TRY IT: Write out the full listing, matching it line for line.

============================================================

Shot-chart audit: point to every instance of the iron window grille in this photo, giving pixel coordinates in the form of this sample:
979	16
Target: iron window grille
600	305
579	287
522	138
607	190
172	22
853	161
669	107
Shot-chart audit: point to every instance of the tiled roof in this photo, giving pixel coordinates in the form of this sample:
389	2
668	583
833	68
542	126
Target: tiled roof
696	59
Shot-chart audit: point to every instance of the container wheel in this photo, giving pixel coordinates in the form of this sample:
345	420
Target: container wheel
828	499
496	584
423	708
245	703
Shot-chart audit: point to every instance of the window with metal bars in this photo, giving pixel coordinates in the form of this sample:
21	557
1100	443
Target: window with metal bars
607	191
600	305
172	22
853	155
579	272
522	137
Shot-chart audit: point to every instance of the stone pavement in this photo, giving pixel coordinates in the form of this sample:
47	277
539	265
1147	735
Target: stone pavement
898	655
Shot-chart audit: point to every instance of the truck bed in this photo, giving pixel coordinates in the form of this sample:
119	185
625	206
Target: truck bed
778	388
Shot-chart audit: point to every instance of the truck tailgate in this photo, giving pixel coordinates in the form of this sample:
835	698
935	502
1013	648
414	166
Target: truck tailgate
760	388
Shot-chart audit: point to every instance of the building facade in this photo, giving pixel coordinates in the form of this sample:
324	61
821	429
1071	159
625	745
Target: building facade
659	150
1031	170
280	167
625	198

============================================================

THE ANSWER:
Shot-chart audit: point to every instance of the iron window grille in this photo, giving pixel coordinates in the form of this sample:
979	16
Target: iron window grille
600	305
579	287
522	138
607	190
172	22
853	161
669	107
Shot-chart audit: point to every instance of the tiled roof in this photo, giving pixel coordinates in the form of this sample:
389	2
668	583
833	68
542	126
Target: tiled roof
696	59
Shot-chart audit: point to every instance of the container wheel in this photo, giving pixel coordinates in the form of this sample:
345	420
Target: container wheel
828	499
496	584
423	708
245	703
Shot-chart audit: point to every instance of the window with metal bars in this photo, giving pixel coordinates in the form of this sample:
21	557
1100	443
Target: window with metal bars
607	191
600	305
172	22
853	155
579	272
522	137
Shot-chart audit: point to every instance of the stone pavement in this photo, giving pixel coordinates in the form of this sample:
47	277
539	265
1147	735
Target: stone pavement
898	655
Shot-chart audit: point to every instance of the truck bed in this photo, giving pixel coordinates in the form of this sample:
119	185
625	206
Target: truck bed
778	388
Shot-chart audit: point to every instance of the truck tailgate in this photo, giving pixel coordinates in the form of this sample:
835	698
935	502
1013	648
414	166
Target: truck tailgate
760	388
Shot-chart audit: point to every instance of the building facade in this photo, giving pixel coordinates in the form of this sample:
324	61
821	429
1071	159
625	745
Target: building facade
659	150
1031	170
280	167
625	198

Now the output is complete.